• **Tarea breve**: Indique si cada afirmación concuerda con la entrevista del fragmento siguiente, respondiendo sí o no y citando textualmente las palabras que lo deciden: (a) Quien responde en la entrevista se considera un escritor realista. (b) Uno de sus propósitos era rendir homenaje a Kafka en el centenario de su muerte. (c) Según quien responde, las trazas de realidad en los discursos, incluidos los políticos, son cada vez mayores.

• **Fragmento facilitado**:
+ + +
Siendo un escritor realista, no ha hecho en este caso literatura realista: la verosimilitud de estos relatos no la define la realidad. ¿Es una decisión consciente, quería expresar algo en particular?

En realidad nunca me he considerado un escritor realista. Incluso el espacio de Volver al mundo, que podría tener una lectura más realista, incorpora una proyección mítica muy importante, pero efectivamente en esta ocasión hay un grado mayor de fantasía. Por así decirlo seguramente sea una prolongación de Un mundo exasperado, donde abordo lo que he denominado el «último hombre moral»: ese tipo de persona que se plantea éticamente cualquier momento cotidiano de su vida hasta el extremo que se convierte en un hombre patético o ridículo. Siempre pensé que esa línea de ficción que había ahí debía recogerla en algún momento y prolongarla. Aunque también se juntan más cosas, como que quería hacerle un homenaje a Kafka en el centenario de su muerte: esa línea que va del Licenciado Vidriera de Cervantes, pasa por él y llega a Pirandello y otros autores que me han formado en gran medida. Creo que, en definitiva, vivimos momentos de gran fantasmagoría, en el sentido de que esto es una fantasmada de mundo, un alejamiento de la realidad y una colocación muy satisfecha en el mundo de la comunicación, de los mensajes. Las trazas de realidad que tienen los discursos, incluidos los políticos, cada vez son menos. Nuestros enunciados se muerden la cola a sí mismos: son ellos mismos su propia referencia. Esta es una época que ha endiosado la confusión de signo y referente propia del posmodernismo.

«Vivimos momentos de gran fantasmagoría, en el sentido de que esto es una fantasmada de mundo, un alejamiento de la realidad»

¿Quería que en estos relatos pesara más la gravedad o el humor?
+ + +
• **Datos**:
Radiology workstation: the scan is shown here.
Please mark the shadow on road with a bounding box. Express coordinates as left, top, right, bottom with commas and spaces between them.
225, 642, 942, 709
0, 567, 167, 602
+ + +
• **Solución propuesta**:
(a) No: «En realidad nunca me he considerado un escritor realista.»
(b) Sí: «quería hacerle un homenaje a Kafka en el centenario de su muerte»
(c) No: «Las trazas de realidad que tienen los discursos, incluidos los políticos, cada vez son menos.»